-- START OF TASK MATERIAL --

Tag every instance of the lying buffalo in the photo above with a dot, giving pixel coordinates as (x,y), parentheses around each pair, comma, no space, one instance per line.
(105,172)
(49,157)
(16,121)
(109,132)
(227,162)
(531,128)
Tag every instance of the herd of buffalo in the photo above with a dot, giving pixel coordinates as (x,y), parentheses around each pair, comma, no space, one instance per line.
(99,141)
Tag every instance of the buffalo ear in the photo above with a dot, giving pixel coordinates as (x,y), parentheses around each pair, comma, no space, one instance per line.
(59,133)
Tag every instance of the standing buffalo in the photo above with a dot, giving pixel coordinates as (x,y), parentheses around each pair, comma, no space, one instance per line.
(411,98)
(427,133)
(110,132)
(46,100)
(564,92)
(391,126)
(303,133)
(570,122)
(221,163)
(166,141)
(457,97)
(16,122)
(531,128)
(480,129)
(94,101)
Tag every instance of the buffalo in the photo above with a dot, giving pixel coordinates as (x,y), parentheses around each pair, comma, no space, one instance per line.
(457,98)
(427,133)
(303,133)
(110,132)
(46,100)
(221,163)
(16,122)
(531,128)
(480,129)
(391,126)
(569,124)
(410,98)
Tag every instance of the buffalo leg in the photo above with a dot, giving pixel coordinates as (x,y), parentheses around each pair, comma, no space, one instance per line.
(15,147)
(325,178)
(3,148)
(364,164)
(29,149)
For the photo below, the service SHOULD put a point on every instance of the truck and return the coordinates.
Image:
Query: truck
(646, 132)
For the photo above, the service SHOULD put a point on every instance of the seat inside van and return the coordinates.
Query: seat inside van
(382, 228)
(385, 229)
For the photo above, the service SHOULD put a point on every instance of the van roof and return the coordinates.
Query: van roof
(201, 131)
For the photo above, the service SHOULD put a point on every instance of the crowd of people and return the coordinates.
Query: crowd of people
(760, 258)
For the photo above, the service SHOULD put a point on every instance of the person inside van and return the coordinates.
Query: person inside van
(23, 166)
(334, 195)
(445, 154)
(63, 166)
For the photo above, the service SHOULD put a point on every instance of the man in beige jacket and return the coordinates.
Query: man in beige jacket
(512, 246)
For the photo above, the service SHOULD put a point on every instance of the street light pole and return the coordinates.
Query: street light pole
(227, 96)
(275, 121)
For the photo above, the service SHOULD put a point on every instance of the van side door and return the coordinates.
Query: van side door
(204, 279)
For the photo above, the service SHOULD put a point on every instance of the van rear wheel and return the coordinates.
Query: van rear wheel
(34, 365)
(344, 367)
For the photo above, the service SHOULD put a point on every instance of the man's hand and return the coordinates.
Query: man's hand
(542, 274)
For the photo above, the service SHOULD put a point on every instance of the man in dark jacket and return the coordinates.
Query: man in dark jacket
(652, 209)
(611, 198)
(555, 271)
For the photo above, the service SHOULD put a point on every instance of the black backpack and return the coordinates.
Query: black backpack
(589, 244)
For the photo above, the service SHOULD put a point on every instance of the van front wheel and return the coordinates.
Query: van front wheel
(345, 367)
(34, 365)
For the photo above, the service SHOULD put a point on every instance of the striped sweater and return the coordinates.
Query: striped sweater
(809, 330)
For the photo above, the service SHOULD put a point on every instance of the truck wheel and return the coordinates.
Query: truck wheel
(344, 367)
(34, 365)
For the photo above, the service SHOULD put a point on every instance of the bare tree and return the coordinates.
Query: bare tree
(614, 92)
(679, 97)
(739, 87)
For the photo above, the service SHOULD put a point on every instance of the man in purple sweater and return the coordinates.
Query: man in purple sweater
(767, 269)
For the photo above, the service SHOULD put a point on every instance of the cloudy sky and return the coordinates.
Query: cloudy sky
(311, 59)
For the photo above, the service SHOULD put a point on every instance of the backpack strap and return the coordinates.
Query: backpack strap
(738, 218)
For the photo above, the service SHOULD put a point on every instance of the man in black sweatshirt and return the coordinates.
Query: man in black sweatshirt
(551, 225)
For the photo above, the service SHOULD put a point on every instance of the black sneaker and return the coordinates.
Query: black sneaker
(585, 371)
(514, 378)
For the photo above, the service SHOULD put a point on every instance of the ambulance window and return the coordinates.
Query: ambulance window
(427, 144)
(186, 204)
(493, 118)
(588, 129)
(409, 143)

-- END OF TASK MATERIAL --

SET EXERCISE:
Extract each line of the material exactly as it stands.

OUTPUT FOR THIS EXERCISE:
Tag every instance of the lying buffalo in the photo above with a dot, giving pixel coordinates as (x,y), parentheses around each pair, comma, no space, one instance per line.
(105,172)
(49,157)
(16,121)
(109,132)
(227,162)
(531,128)
Tag every instance of the herd of buffalo in the photo above with a dot, giving pixel coordinates as (x,y), parentheses around each pair, comma, no space, one instance per line.
(99,141)
Tag every instance of the buffalo ear in the photo above with a dot, giving pixel coordinates as (x,y), parentheses around each pair, comma, no space, one instance per line.
(59,133)
Tag every instance of the standing buffalo in the photo above with a dot, giving pixel coordinates as (x,y), parentheses around each pair, comma, no space, one instance per line.
(411,98)
(427,133)
(110,132)
(46,100)
(564,92)
(391,126)
(303,133)
(570,122)
(221,163)
(166,141)
(457,97)
(16,122)
(531,128)
(480,129)
(94,101)
Tag every instance of the buffalo in the photo above with a dot, giving pixel coordinates as (x,y), parentheses around each pair, comma, no space, one instance per line.
(457,98)
(427,133)
(303,133)
(110,132)
(46,100)
(221,163)
(16,122)
(531,128)
(480,129)
(391,126)
(569,124)
(410,98)
Tag every instance of the buffalo leg in the photo above with a dot, giving pixel coordinates as (x,y), parentheses around each pair, comma, no space, one instance per line.
(15,147)
(325,178)
(3,148)
(364,164)
(29,149)
For the photo below, the service SHOULD put a point on every instance of the truck and return the coordinates.
Image:
Query: truck
(646, 132)
For the photo above, the service SHOULD put a point on every instance of the seat inside van and return the coordinates.
Query: seat inside van
(382, 228)
(385, 229)
For the photo above, the service SHOULD put a point on every instance of the van roof and return the coordinates.
Query: van roof
(201, 131)
For the photo above, the service SHOULD put a point on every instance of the crowd of people and return the coordinates.
Query: crowd of people
(760, 258)
For the photo above, the service SHOULD put a point on every instance of the person inside van and return the coordinates.
Query: person inside van
(23, 166)
(334, 195)
(445, 154)
(63, 166)
For the photo above, the service SHOULD put a point on every instance of the man in beige jacket and return the coordinates.
Query: man in beige jacket
(512, 246)
For the photo above, the service SHOULD put a point on every instance of the street light pole and return the coordinates.
Query: street light pole
(227, 96)
(275, 121)
For the photo above, the service SHOULD put a point on every instance of the van side door and return the coordinates.
Query: van side door
(204, 279)
For the photo above, the service SHOULD put a point on every instance of the van rear wheel and return the coordinates.
Query: van rear wheel
(34, 365)
(344, 367)
For the photo above, the service SHOULD put a point on every instance of the man's hand and return the coordinates.
Query: man's hand
(542, 274)
For the photo above, the service SHOULD put a point on every instance of the man in dark jacket and return the coordinates.
Query: man in dark jacket
(652, 209)
(611, 198)
(555, 271)
For the photo above, the service SHOULD put a point on every instance of the black backpack and return the coordinates.
Query: black backpack
(589, 244)
For the photo above, the service SHOULD put a point on every instance of the van front wheel and return the coordinates.
Query: van front wheel
(345, 367)
(34, 365)
For the photo above, the service SHOULD put a point on every instance of the striped sweater and return the coordinates.
Query: striped sweater
(809, 330)
For the photo above, the service SHOULD put a point on every instance of the truck wheel and return the coordinates.
Query: truck wheel
(344, 367)
(34, 365)
For the photo above, the service SHOULD put a point on every instance of the bare tree and return the coordinates.
Query: bare tree
(614, 92)
(679, 97)
(739, 87)
For the photo above, the service SHOULD put a point on every instance of the man in purple sweater and return the coordinates.
Query: man in purple sweater
(767, 269)
For the photo above, the service SHOULD put a point on every instance of the cloudy sky and return the coordinates.
Query: cloudy sky
(311, 59)
For the photo above, the service SHOULD put a point on every instance of the backpack strap and return the coordinates.
Query: backpack strap
(738, 218)
For the photo above, the service SHOULD put a point on every instance of the man in black sweatshirt and return the coordinates.
Query: man in black sweatshirt
(551, 225)
For the photo above, the service SHOULD put a point on every instance of the black sneaker and return the coordinates.
Query: black sneaker
(585, 371)
(514, 378)
For the photo above, the service SHOULD put a point on every instance of the ambulance window and return the coordinates.
Query: ambulance window
(427, 144)
(186, 204)
(493, 118)
(588, 129)
(409, 143)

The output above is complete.